*Set exercise A*. Set down the passage of the text on the first Moomin picture book below, starting at "- OCLC: 40510615" and ending at "Will Comfort Toffle?".

*Text shown*.
The Book About Moomin, Mymble and Little My
- First Swedish edition
- Author: Tove Jansson
- Original title: Hur gick det sen? Boken om Mymlan, Mumintrollet och Lilla My
- Translator: Silvester Mazzarella, Sophie Hannah
- Illustrator: Tove Jansson
- Cover artist: Tove Jansson
- Language: Swedish
- Series: Moomins
- Genre: Picture book
- Publisher: Schildts
- Publication date: 1952
- Publication place: Finland
- Pages: 28
- ISBN: 1-883211-10-7 (English) 978-2-7234-6766-7 (French)
- OCLC: 40510615
- Dewey Decimal: [E] 21
- LC Class: PZ8.3.J265 Mo 1996
- Preceded by: Sara and Pelle and Neptune's Children
- Followed by: Who Will Comfort Toffle?

= The Book About Moomin, Mymble and Little My =

1952 children's picture book by Tove Jansson

The Book About Moomin, Mymble and Little My (Swedish: Hur gick det sen? Boken om Mymlan, Mumintrollet och Lilla My, lit. "What happened next? The book about Mymble, Moomintroll, and Little My") was the first Moomin picture book by the Finland Swedish author Tove Jansson, published in 1952 in Swedish by Schildts.

The picture book was innovative in its modern style of artwork, its use of colour, and the holes through each of the pages. Jansson designed it to provide its young child readers with a series of surprises. It won both Sweden's Nils Holgersson Plaque and Finland's Rudolf Koivu Prize in 1953.

== Plot ==

Moomintroll is taking milk back home to his mother, Moominmamma, when he meets The Mymble who is searching for her missing sister Little My. Together the pair go looking for her.

== Analysis ==

The picture book is fully illustrated with all text written in rhyming verse in a box in the corner of each page. Each spread in the book features cut-out holes, having the reader catch a glimpse of the next pages and anticipate 'what happened next' (Hur gick det sen? in the original Swedish).

The themes in the book resemble some of those of the Moomin novels, including vanishing, the forces of nature, the steady love of Moominmamma, and seeking and finding. The scholar of literature Boel Westin writes that with its adventures and "dramatic landscapes", it is "a psychological thriller about being tied to one's mother's apron strings and suffering separation anxiety, with Freudian overtones." In her view, the images "expressively depict childhood nightmares", with the "dreamlike colour combinations" reflect the fear of being abandoned by one's mother: not one of the images, she writes, is "a calming green place".

The book, first published in Swedish, at once became popular and to the Finland-Swedish Tove Jansson's pleasure was translated into languages including Finnish. For Finnish speakers (as opposed to Finland-Swedish speakers) it was in the words of Jansson's biographer Tuula Karjalainen their first contact with the world of the Moomins.

Westin writes that the picture book was "a speaking theatre of pictures", combining old and new ideas of both art and literature. Given that Jansson was both an artist and an author, it was a perfect fit for her skills. Jansson wrote that every page had a hole, "representing a door or the entrance to a cave or tiled stove... The characters crawl through and are met on the next page by the most surprising things. I think the moment of astonishment is vital when you are trying to capture the interest of small children."

*Set exercise B*. Identify each line of the records below that contains the word "reflection", and copy those lines.

*Data section*.
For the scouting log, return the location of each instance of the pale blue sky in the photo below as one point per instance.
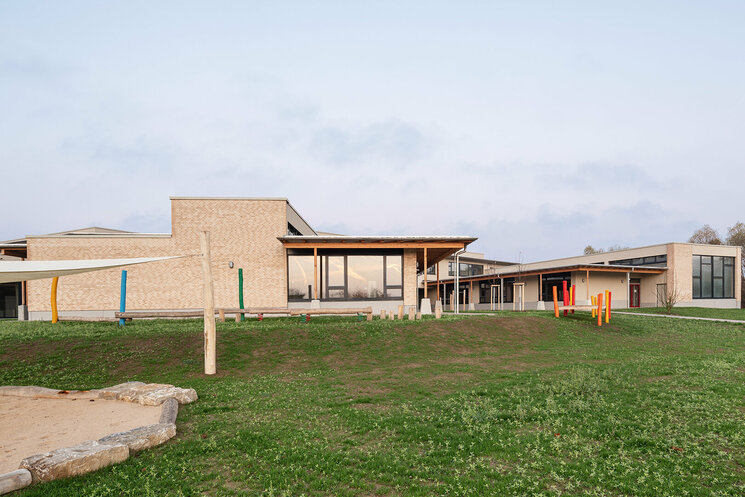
(537, 126)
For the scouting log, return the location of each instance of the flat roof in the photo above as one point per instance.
(373, 238)
(608, 268)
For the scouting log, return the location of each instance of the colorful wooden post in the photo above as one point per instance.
(55, 317)
(607, 306)
(123, 296)
(592, 303)
(556, 304)
(240, 291)
(565, 296)
(572, 297)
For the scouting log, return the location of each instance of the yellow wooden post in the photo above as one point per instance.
(315, 273)
(55, 317)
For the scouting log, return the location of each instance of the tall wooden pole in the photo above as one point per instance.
(210, 338)
(315, 273)
(54, 299)
(425, 272)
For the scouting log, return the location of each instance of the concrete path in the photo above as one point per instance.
(738, 321)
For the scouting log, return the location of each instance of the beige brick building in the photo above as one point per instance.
(278, 251)
(701, 275)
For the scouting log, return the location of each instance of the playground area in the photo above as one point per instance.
(512, 404)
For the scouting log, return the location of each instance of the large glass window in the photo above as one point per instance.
(300, 277)
(365, 276)
(394, 279)
(713, 277)
(466, 269)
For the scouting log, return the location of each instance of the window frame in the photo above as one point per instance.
(698, 261)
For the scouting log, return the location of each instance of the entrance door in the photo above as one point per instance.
(635, 290)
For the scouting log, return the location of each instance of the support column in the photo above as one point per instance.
(426, 305)
(315, 303)
(540, 305)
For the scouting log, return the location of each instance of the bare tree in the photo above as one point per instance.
(705, 234)
(736, 237)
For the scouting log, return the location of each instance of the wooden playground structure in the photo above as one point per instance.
(595, 306)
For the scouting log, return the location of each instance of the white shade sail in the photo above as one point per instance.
(13, 271)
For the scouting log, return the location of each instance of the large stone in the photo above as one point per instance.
(112, 393)
(143, 437)
(14, 480)
(72, 461)
(154, 394)
(169, 411)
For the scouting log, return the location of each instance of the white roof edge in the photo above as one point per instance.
(301, 217)
(106, 235)
(230, 198)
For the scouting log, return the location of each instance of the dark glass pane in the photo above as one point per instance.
(393, 274)
(365, 276)
(396, 292)
(336, 293)
(718, 288)
(335, 270)
(718, 266)
(299, 276)
(706, 281)
(729, 282)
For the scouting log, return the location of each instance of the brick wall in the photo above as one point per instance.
(242, 231)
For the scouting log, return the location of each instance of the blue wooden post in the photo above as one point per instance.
(123, 296)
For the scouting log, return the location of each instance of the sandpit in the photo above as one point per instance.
(31, 426)
(46, 434)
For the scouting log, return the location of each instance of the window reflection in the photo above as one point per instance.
(300, 277)
(365, 276)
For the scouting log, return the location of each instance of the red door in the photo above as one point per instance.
(634, 290)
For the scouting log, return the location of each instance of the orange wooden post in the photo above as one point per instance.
(564, 295)
(55, 316)
(592, 303)
(556, 304)
(571, 297)
(607, 307)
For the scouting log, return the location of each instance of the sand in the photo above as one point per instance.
(31, 426)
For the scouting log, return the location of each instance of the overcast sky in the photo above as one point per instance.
(537, 126)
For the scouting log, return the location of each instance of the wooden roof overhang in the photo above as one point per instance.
(593, 268)
(438, 248)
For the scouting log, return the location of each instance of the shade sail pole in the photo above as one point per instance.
(210, 349)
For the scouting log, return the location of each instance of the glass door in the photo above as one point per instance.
(634, 289)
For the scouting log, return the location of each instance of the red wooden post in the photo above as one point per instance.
(565, 295)
(556, 304)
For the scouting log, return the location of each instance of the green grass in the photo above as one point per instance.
(515, 404)
(701, 312)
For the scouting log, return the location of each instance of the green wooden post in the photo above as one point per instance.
(240, 291)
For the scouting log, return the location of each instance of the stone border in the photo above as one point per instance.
(111, 449)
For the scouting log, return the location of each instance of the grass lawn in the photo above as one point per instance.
(514, 404)
(701, 312)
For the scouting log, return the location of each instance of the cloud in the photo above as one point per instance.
(386, 143)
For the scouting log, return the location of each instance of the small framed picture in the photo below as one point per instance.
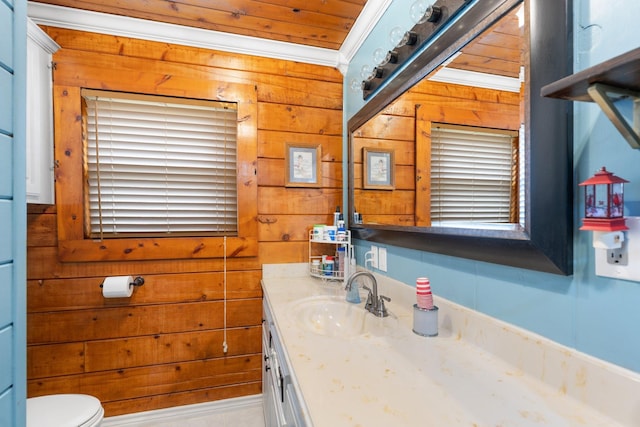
(377, 169)
(303, 165)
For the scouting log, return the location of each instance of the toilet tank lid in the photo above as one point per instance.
(62, 410)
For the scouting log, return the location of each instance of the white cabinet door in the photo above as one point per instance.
(40, 173)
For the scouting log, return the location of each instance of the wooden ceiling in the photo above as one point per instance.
(319, 23)
(497, 51)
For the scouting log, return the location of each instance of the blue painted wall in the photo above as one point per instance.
(595, 315)
(13, 378)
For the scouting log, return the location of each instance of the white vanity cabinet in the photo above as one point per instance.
(40, 163)
(281, 404)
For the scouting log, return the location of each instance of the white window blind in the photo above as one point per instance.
(473, 174)
(159, 166)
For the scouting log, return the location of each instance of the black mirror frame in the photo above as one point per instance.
(545, 243)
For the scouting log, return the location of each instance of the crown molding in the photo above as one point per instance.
(366, 22)
(103, 23)
(473, 78)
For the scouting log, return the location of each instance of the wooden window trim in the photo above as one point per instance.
(74, 247)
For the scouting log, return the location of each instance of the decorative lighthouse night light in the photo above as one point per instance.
(604, 202)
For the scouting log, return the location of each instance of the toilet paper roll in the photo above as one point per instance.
(117, 287)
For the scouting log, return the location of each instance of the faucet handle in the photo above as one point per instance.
(369, 302)
(381, 308)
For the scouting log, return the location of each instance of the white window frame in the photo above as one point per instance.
(167, 166)
(474, 175)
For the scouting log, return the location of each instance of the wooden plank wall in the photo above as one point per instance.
(163, 346)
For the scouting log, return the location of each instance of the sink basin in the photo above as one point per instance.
(329, 315)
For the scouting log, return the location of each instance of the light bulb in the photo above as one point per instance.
(417, 10)
(365, 71)
(355, 85)
(395, 36)
(379, 56)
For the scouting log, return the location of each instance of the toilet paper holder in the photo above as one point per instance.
(138, 281)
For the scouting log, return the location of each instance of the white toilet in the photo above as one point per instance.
(64, 410)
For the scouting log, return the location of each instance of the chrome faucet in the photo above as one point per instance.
(375, 302)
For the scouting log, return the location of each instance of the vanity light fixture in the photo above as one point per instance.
(428, 19)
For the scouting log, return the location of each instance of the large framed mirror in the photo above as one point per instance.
(474, 162)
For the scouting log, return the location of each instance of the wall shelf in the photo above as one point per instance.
(606, 84)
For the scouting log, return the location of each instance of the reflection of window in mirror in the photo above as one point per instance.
(474, 175)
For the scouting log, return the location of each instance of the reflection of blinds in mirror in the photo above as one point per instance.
(474, 175)
(159, 166)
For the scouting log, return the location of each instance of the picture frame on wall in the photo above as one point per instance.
(303, 165)
(378, 169)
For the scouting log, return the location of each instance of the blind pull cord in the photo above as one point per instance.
(224, 264)
(95, 119)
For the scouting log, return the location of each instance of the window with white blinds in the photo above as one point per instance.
(159, 166)
(474, 175)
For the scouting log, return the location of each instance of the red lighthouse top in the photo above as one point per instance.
(604, 202)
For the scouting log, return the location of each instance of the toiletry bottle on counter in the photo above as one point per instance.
(342, 254)
(337, 216)
(328, 266)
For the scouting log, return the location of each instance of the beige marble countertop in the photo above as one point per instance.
(390, 376)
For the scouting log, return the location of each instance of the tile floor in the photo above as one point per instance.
(246, 414)
(242, 417)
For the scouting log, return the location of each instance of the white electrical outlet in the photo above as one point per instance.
(382, 259)
(622, 263)
(374, 256)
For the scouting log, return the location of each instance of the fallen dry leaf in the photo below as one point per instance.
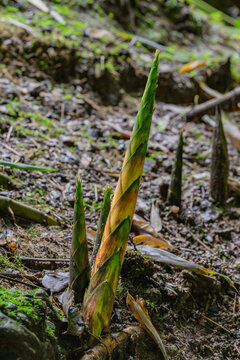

*Exercise response A*.
- OCLC: 40510615
- Dewey Decimal: [E] 21
- LC Class: PZ8.3.J265 Mo 1996
- Preceded by: Sara and Pelle and Neptune's Children
- Followed by: Who Will Comfort Toffle?

*Exercise response B*.
For the scouting log, return the location of each instance of the window reflection in the photo above as one point per instance.
For the scouting log, return the location of each instance of the reflection of window in mirror in the photo above as one point per instance.
For the scouting log, return the location of each instance of the reflection of blinds in mirror in the photo above as one point per instance.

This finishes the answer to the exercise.